## Directions for this task
Could you write out every entry exactly as it stands?

##### Exercise data #####

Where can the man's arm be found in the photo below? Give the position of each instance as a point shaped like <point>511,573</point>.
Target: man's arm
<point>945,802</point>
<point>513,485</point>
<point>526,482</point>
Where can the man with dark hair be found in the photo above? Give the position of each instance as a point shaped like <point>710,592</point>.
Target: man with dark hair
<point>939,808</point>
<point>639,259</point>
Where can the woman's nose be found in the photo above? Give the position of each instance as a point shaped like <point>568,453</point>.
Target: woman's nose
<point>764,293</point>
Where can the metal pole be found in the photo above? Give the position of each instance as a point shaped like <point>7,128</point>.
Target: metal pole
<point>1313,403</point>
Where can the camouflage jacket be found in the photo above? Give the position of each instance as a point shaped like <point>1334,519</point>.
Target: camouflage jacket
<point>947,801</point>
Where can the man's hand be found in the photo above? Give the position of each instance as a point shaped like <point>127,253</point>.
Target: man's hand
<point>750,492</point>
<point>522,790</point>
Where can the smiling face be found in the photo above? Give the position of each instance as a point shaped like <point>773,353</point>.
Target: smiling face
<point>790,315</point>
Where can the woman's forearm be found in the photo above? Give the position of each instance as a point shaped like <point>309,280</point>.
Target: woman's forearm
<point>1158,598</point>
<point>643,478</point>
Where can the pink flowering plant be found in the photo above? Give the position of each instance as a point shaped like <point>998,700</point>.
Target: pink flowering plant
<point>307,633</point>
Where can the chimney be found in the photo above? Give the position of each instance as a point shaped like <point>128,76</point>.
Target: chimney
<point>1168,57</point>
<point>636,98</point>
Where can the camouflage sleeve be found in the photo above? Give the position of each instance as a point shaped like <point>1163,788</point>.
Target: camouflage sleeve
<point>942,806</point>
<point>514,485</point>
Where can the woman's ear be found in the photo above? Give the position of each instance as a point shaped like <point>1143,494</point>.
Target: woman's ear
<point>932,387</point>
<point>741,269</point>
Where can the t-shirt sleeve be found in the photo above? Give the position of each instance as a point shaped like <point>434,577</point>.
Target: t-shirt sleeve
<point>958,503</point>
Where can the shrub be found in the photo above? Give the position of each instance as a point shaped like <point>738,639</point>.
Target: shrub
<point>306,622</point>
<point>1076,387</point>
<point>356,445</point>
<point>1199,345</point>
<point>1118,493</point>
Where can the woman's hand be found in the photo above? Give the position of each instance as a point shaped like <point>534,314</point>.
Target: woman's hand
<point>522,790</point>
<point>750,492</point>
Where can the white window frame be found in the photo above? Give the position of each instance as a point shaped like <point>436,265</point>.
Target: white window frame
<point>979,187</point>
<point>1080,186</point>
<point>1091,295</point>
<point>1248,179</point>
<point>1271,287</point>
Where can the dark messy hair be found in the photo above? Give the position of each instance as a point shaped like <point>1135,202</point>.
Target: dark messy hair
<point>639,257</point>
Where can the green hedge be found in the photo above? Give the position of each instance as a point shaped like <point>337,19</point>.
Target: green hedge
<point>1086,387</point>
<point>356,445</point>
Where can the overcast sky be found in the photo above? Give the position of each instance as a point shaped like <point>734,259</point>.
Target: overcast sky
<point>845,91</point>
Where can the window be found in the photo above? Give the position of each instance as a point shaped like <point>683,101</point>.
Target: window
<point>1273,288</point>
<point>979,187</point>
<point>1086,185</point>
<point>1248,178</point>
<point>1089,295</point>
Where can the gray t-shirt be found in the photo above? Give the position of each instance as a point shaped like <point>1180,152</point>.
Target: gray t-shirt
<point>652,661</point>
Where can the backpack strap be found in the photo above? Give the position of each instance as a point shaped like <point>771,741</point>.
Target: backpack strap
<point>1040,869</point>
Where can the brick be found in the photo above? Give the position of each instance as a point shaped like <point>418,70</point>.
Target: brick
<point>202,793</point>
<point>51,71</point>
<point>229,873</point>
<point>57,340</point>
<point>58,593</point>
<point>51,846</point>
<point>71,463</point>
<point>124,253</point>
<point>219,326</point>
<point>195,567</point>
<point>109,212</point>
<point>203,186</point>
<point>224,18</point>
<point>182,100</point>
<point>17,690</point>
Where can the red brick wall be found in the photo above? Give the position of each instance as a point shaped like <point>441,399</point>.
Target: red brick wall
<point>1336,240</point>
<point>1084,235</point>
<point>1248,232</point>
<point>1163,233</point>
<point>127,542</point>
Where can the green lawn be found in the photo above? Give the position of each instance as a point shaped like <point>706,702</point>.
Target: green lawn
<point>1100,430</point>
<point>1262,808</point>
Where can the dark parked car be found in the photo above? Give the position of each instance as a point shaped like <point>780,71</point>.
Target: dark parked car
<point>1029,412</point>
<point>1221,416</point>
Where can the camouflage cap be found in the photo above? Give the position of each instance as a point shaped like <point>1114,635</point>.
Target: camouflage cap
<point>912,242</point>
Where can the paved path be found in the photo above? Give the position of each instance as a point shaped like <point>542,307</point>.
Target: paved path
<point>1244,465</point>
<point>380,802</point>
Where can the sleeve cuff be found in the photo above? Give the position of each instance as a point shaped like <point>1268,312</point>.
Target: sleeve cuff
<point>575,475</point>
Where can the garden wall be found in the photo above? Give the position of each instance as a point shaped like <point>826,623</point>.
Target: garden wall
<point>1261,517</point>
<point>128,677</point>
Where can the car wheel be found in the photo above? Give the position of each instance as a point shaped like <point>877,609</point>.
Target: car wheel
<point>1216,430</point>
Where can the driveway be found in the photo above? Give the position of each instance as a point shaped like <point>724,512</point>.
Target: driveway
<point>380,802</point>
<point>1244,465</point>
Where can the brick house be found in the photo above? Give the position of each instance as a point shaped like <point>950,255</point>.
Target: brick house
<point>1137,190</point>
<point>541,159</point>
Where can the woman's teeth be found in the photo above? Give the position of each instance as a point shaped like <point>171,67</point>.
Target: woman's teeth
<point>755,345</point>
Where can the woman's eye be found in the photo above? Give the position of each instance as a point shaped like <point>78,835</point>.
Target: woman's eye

#####

## Response to this exercise
Where can the man's arm be found in the photo below? Give the position of each instance as a point shaped like <point>511,573</point>.
Target: man's arm
<point>945,802</point>
<point>513,485</point>
<point>526,482</point>
Where can the man with dark hair be found in the photo above? Give the position of each instance as a point shaped like <point>710,592</point>.
Target: man with dark hair
<point>939,808</point>
<point>639,259</point>
Where can the woman's nose be found in the photo above? Give the position of each instance as a point shaped like <point>568,453</point>.
Target: woman's nose
<point>764,293</point>
Where can the metal pole be found in the photo above? Give the position of each instance as a point shaped like <point>7,128</point>.
Target: metal pole
<point>1313,403</point>
Where can the camouflage jacket be found in the photo above? Give the position of each instance as a point shaped like <point>1334,519</point>.
Target: camouflage jacket
<point>947,801</point>
Where can the man's hand be found in the photo above? Give the position of each instance as a point shaped like <point>127,253</point>.
Target: man's hand
<point>750,492</point>
<point>522,790</point>
Where can the smiling face be found in the photo above? Give the position of each instance as a point shaped like <point>773,353</point>.
Target: smiling face
<point>790,315</point>
Where can the woman's forearm be found in the photo above? Give the position of each instance as a point shaped like <point>309,280</point>.
Target: woman's forearm
<point>1158,598</point>
<point>643,478</point>
Where can the pink flowering plant be found in the photo above? Give the position of each instance as a point shaped like <point>998,700</point>.
Target: pink flowering plant
<point>307,633</point>
Where can the chimney be found in the photo above? Give the position of each instance as a point shaped like <point>128,76</point>.
Target: chimney
<point>1168,57</point>
<point>636,98</point>
Where can the camouflage sleeve be found in the photo above? Give the position of each instance as a point shaped like <point>1163,788</point>.
Target: camouflage sleeve
<point>942,806</point>
<point>514,485</point>
Where can the woman's ear be found in the photo above? Give the position of each instance as a point shaped like <point>1143,494</point>.
Target: woman's ear
<point>932,387</point>
<point>741,269</point>
Where can the t-shirt sleeve be found in the photo above? Give the position of each instance as a point shaped like <point>434,577</point>.
Target: t-shirt sleeve
<point>958,503</point>
Where can the shrub be found in the photo above? Give the position of each instance as a point shaped like <point>738,639</point>.
Target: shrub
<point>306,622</point>
<point>1076,387</point>
<point>356,445</point>
<point>1199,345</point>
<point>1118,493</point>
Where can the woman's hand be found in the photo above? Give the position of each instance as a point shaped like <point>534,314</point>.
Target: woman's hand
<point>522,790</point>
<point>750,492</point>
Where can the white window frame be found in the photo above? Give the position of each instance as a point shaped like <point>436,265</point>.
Target: white window frame
<point>979,187</point>
<point>1080,186</point>
<point>1091,295</point>
<point>1248,179</point>
<point>1271,287</point>
Where can the dark messy hair be found in the photo above? Give the position of each instance as a point shaped like <point>1135,202</point>.
Target: dark messy hair
<point>639,257</point>
Where can the green hedge be found in the photo above? Give the position of each instance as a point shaped like <point>337,19</point>.
Target: green hedge
<point>1086,387</point>
<point>356,445</point>
Where can the overcast sky be found in the photo above? Give the position of each instance as a point shaped like <point>734,259</point>.
Target: overcast sky
<point>845,91</point>
Where can the window be found in the photo above? Give the position of each instance as a point shaped like <point>683,101</point>.
Target: window
<point>1273,288</point>
<point>979,187</point>
<point>1086,185</point>
<point>1248,178</point>
<point>1089,295</point>
Where can the gray t-shirt be found in the photo above? Give the position of each instance as a point shaped like <point>1180,152</point>.
Target: gray t-shirt
<point>652,661</point>
Where can the backpack strap be found in the photo above? Give the position of each instance as a point shaped like <point>771,741</point>.
Target: backpack strap
<point>1040,869</point>
Where can the brick be found in the photo above? Give the position of each instance as a point shaped like <point>418,70</point>.
Target: brick
<point>202,793</point>
<point>51,71</point>
<point>229,873</point>
<point>57,340</point>
<point>58,593</point>
<point>51,846</point>
<point>71,463</point>
<point>124,253</point>
<point>219,326</point>
<point>195,567</point>
<point>109,212</point>
<point>203,186</point>
<point>224,18</point>
<point>182,100</point>
<point>17,690</point>
Where can the red brick wall be found in the photo above? Give the position of each instance as a point shaped like <point>441,399</point>.
Target: red brick wall
<point>1336,240</point>
<point>1084,235</point>
<point>1248,232</point>
<point>1163,233</point>
<point>127,542</point>
Where can the green lawn be found in the photo above? Give the position of each instance as a point shaped like <point>706,702</point>.
Target: green lawn
<point>1100,430</point>
<point>1262,808</point>
Where can the dark parked car be found in the photo above? Give the position of each instance as a point shaped like <point>780,71</point>.
Target: dark parked car
<point>1029,412</point>
<point>1221,416</point>
Where can the camouflage cap be found in the photo above? Give the position of each instance as a point shaped like <point>1114,635</point>.
Target: camouflage cap
<point>912,242</point>
Where can the paved path be found in the photo above? Give the position of each instance as a point shaped like <point>542,307</point>.
Target: paved path
<point>1244,465</point>
<point>380,802</point>
Where can the sleeve cuff be found in the photo above? Give the position of each instance as a point shaped like <point>1268,312</point>.
Target: sleeve cuff
<point>575,475</point>
Where can the garden wall be found in the photo above? Give the position of each instance as a point shaped like <point>826,623</point>.
Target: garden wall
<point>1261,517</point>
<point>128,677</point>
Where can the car wheel be found in the photo above? Give the position of each instance as a point shaped like <point>877,609</point>.
Target: car wheel
<point>1216,430</point>
Where can the driveway be found in the photo above? Give the position of each instance as a point shaped like <point>724,512</point>.
Target: driveway
<point>380,802</point>
<point>1244,465</point>
Where can the brick house be found in the photo above? Give the position of each instance as a point shaped like <point>950,255</point>.
Target: brick house
<point>1137,190</point>
<point>541,159</point>
Where can the woman's teeth be found in the photo above? Give the position of each instance as a point shaped like <point>171,67</point>.
Target: woman's teeth
<point>755,345</point>
Where can the woman's eye be found in the photo above? Give the position of each instance as a point shaped like <point>78,835</point>.
Target: woman's eye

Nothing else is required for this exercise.